Parts of the exercise:
a - Translate this sentence from the review of Beachhead into Spanish: "Liv takes charge when the Doctor is incapacitated, given she is the more experienced traveller."
b - Extend the review of the Beachhead audio drama, picking up after its final sentence.

Saturday, 12 March 2016

Beachhead written by Nicholas Briggs and directed by Ken Bentley

What's it about: In an attempt to recharge his batteries after his confrontation with the Eleven, the Doctor takes Liv and Helen to the sleepy English seaside village of Stegmoor. But they find the village in turmoil and, to make matters worse, their arrival uncovers a mystery from the Doctor’s past which threatens the future safety of the planet. Can the Doctor prevent the Voord from invading Earth? And more importantly why have they come in the first place?
Physician, Heal Thyself: In a very similar way that important plot points were flashed up in big letters during the Trial of a Time Lord only to be dealt with later, the Doctor gets a sniff that something is prodding at the edges of space and time and chooses to ignore it. Let's keep that in mind. I really love the idea of a gentle idea travelling with two women who both support him and keep him in check. It really feels like a relationship of equals rather than the Doctor taking charge. Trust the Doctor to land the TARDIS in the path of a tidal wave. It's typical of his kind of parking. He has no qualms about revealing his true identity to Phillipa given she knows him already, he admits he is a time traveller and another version of the same man she met years ago.

Liv Chenka: Liv takes charge when the Doctor is incapacitated, given she is the more experienced traveller. She's quite adept at spotting unusual activity especially of the alien kind.

Helen Sinclair: She's coming to terms with the fact that she can get in touch with people in her life but in a different point on their lives. It's not the first time I have heard this idea being pondered (Charley certainly did) but it's still one that it relevant to somebody new time travelling.

Standout Performance: Whilst I enjoy both Liv and Helen, I find the voices of Nicola Walker and Hattie Morahan quite similar sounding and it is a lot easier for me to understand who is talking when they are separated.

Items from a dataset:
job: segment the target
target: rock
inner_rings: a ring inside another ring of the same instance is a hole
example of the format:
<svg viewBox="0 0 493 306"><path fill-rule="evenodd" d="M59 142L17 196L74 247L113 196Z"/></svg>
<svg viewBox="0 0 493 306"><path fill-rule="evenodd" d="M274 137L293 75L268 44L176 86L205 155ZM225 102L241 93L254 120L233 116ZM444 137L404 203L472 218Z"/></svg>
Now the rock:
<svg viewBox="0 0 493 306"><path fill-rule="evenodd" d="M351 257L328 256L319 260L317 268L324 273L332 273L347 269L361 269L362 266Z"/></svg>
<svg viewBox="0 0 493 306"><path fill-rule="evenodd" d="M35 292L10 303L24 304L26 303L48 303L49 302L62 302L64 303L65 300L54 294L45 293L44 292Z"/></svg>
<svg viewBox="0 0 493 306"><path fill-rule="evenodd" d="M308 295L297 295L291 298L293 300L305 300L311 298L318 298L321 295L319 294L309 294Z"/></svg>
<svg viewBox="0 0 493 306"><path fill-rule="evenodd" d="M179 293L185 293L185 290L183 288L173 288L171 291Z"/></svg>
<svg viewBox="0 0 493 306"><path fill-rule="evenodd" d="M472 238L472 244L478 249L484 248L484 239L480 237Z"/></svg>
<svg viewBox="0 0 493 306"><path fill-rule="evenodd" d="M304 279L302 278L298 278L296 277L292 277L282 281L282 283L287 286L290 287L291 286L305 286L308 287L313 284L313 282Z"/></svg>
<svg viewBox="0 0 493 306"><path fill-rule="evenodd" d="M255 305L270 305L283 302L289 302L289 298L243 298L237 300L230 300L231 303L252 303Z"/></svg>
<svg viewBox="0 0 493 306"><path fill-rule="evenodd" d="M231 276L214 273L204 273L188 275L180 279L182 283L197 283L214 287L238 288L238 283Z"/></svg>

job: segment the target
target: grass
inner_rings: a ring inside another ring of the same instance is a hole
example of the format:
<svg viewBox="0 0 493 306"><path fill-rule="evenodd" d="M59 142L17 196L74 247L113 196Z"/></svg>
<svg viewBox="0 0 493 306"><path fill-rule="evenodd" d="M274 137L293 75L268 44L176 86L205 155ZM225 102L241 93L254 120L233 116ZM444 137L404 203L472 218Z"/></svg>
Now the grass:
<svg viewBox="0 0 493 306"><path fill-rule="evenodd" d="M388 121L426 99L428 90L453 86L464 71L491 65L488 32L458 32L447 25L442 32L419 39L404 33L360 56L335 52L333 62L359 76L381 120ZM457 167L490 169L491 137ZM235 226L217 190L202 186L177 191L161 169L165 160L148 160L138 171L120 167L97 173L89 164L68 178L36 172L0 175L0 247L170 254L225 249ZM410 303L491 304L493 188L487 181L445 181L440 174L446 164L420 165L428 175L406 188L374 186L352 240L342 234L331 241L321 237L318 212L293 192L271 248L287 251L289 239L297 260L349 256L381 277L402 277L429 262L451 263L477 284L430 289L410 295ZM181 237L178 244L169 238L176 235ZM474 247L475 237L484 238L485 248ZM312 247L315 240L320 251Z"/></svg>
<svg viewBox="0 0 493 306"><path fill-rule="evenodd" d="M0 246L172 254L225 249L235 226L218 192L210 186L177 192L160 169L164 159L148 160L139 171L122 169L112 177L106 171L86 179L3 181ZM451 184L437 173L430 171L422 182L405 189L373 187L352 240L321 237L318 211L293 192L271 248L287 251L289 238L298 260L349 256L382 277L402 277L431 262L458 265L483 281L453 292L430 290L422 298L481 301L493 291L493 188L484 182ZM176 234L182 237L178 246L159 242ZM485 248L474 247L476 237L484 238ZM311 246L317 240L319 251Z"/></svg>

Answers below:
a - Liv toma el mando cuando el Doctor queda incapacitado, dado que es la viajera con más experiencia.

b -
Great Ideas: A gay relationship in Doctor Who? Whatever next! We've moved on quite substantially from the times when a disgruntled reader might write into Doctor Who Magazine about the contemporary companion locking lips with a member of the same sex. One thing that both Russell T Davies and Steven Moffat have achieved is to make the idea of gay relationships something that is entirely natural within Doctor Who itself. A huge step, not necessary for the series perhaps but certainly necessary in general on television. Big Finish have never been backwards in coming forwards about homosexuality in their output either. I've heard countless references over the years, certainly in spin ranges such as Dorian Gray, Torchwood and Bernice Summerfield but within Doctor Who stories themselves. The relationship between Lilly and Matilda in Beachhead is sweet and unassuming, it adds a lovely layer to the story which would otherwise be Attack of the Voord. Although it doesn't feature enough, given they are cut off from each other for most of the story. It's dropped in as something perfectly natural and barely commented upon, just as it should be. Riding the TARDIS along the beach is a glorious idea, the Doctor, Liv and Helen facing a bumpy road as the ship is pushed turbulently into town. Another unexpected layer is the notion that we are returning to a location where the Doctor has visited in a previous life. Not a radical idea but one that gives the story some extra meaning because he has to face up to the consequences of his previous selves meddling.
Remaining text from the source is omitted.